-- Begin Stored data --
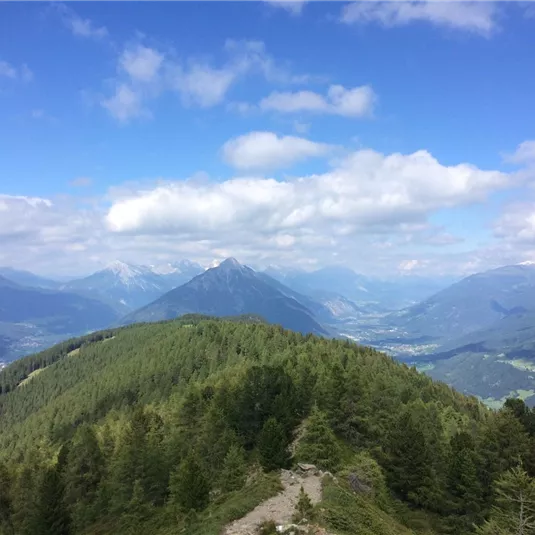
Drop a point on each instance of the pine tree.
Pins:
(273, 446)
(234, 471)
(409, 464)
(51, 515)
(303, 508)
(6, 508)
(136, 512)
(318, 444)
(189, 487)
(83, 472)
(25, 501)
(514, 509)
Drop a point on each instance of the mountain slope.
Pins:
(369, 293)
(472, 304)
(127, 287)
(231, 289)
(148, 414)
(32, 317)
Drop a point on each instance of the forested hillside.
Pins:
(182, 426)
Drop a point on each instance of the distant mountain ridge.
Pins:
(231, 289)
(128, 287)
(361, 290)
(474, 303)
(29, 317)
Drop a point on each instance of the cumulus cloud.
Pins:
(145, 73)
(524, 154)
(293, 6)
(353, 102)
(126, 103)
(468, 15)
(370, 211)
(517, 223)
(141, 63)
(22, 73)
(368, 190)
(77, 25)
(199, 84)
(266, 150)
(81, 182)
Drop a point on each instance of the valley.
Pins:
(477, 334)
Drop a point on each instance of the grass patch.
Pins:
(236, 505)
(35, 373)
(347, 513)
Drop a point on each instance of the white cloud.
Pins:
(293, 6)
(145, 73)
(81, 182)
(469, 15)
(141, 63)
(368, 190)
(125, 104)
(354, 102)
(22, 73)
(7, 70)
(524, 154)
(266, 150)
(517, 223)
(202, 85)
(77, 25)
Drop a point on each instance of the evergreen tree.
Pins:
(83, 472)
(514, 509)
(234, 471)
(6, 509)
(189, 487)
(52, 517)
(463, 483)
(409, 462)
(318, 444)
(303, 508)
(136, 512)
(273, 446)
(25, 501)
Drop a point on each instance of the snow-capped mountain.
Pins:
(128, 286)
(232, 289)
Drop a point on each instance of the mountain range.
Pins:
(128, 287)
(33, 317)
(232, 289)
(482, 323)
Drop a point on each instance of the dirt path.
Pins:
(281, 507)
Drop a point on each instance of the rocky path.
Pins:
(281, 507)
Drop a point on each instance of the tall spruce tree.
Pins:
(273, 446)
(409, 461)
(189, 487)
(83, 471)
(234, 470)
(318, 444)
(6, 507)
(52, 517)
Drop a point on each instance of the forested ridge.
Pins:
(181, 427)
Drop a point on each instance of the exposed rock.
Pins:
(279, 508)
(357, 485)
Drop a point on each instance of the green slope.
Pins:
(118, 429)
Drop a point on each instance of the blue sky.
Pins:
(390, 136)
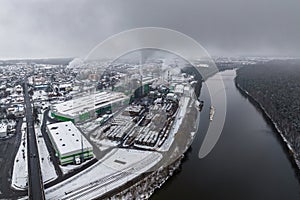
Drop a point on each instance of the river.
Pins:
(248, 162)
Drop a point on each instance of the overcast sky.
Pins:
(42, 29)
-- End Stored data --
*Exercise goal*
Quote every line word for word and keep the images out of the copy.

*Solution to the problem*
Drop a point on each instance of the pine tree.
Pins:
(273, 446)
(234, 471)
(409, 464)
(51, 515)
(303, 508)
(6, 508)
(136, 512)
(318, 444)
(189, 487)
(83, 472)
(25, 501)
(514, 509)
Drop a point on each instance of the mountain slope.
Pins:
(369, 293)
(472, 304)
(127, 287)
(231, 289)
(148, 414)
(32, 317)
Drop a point on each instance of the forested hillside.
Pins:
(182, 426)
Drop a point on each instance of the distant mountain ridge.
Pins:
(231, 289)
(128, 287)
(361, 290)
(474, 303)
(29, 317)
Drop a point on each instance of the cumulus cloud.
Pins:
(145, 73)
(524, 154)
(293, 6)
(353, 102)
(126, 103)
(468, 15)
(370, 211)
(517, 223)
(141, 63)
(22, 73)
(368, 190)
(77, 25)
(199, 84)
(266, 150)
(81, 182)
Drop a point on each instance of the valley.
Pins:
(477, 334)
Drop a point on each instance of the grass patch.
Pins:
(236, 505)
(35, 373)
(347, 513)
Drop a point on each instance of the white cloud.
Pins:
(293, 6)
(145, 73)
(81, 182)
(469, 15)
(141, 63)
(368, 190)
(125, 104)
(354, 102)
(22, 73)
(7, 70)
(524, 154)
(266, 150)
(517, 223)
(202, 85)
(77, 25)
Drop a point on each instance of the evergreen tree.
Pins:
(83, 472)
(514, 509)
(234, 471)
(6, 509)
(189, 487)
(52, 517)
(463, 483)
(409, 462)
(318, 444)
(303, 508)
(136, 512)
(273, 446)
(25, 501)
Drop a point on each instance of the snow-capped mountain.
Pins:
(128, 286)
(232, 289)
Drop a point on each instance of the mountain range.
Pins:
(128, 287)
(33, 317)
(232, 289)
(482, 323)
Drop a point on each instance of the dirt path.
Pins:
(281, 507)
Drop a point on each instance of the rocky path.
Pins:
(281, 507)
Drop a point on each instance of the tall spruce tree.
Pins:
(273, 446)
(409, 461)
(189, 487)
(83, 471)
(234, 470)
(318, 444)
(6, 507)
(52, 517)
Drop a point on each instance of the forested ridge.
Pins:
(181, 427)
Drop a point on each instance of the exposed rock.
Pins:
(279, 508)
(357, 485)
Drop a point on each instance of the green slope.
Pins:
(118, 429)
Drop a point on each instance of the blue sky.
Pins:
(390, 136)
Drop a point on each instance of the river.
Pins:
(248, 162)
Drop a point on each instance of the overcast sky.
Pins:
(42, 29)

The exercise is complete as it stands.